▶ **Your instructions**
Reproduce every line of the records below, with each bounding box coordinate shifted up by 134. Leave the pictures out.

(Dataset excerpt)

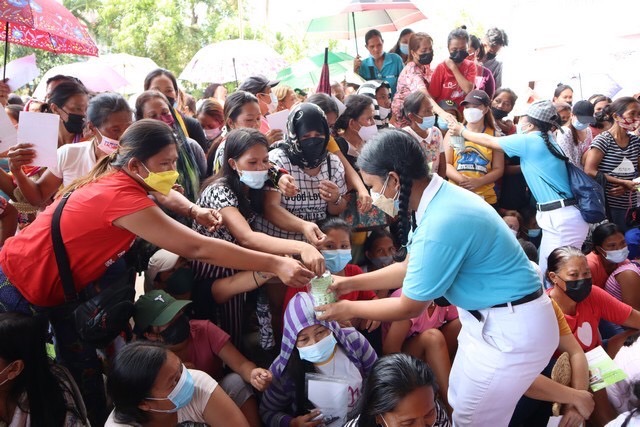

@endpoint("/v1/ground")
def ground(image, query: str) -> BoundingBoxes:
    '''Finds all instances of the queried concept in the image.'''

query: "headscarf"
[279,102,331,169]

▶ **Task answer**
@endpoint("/v1/ground")
def ground(image, query: str) -> BoundingBoxes:
    '''Finds all instances of the queried concept in the image.'''

query: "headscarf"
[413,236,465,303]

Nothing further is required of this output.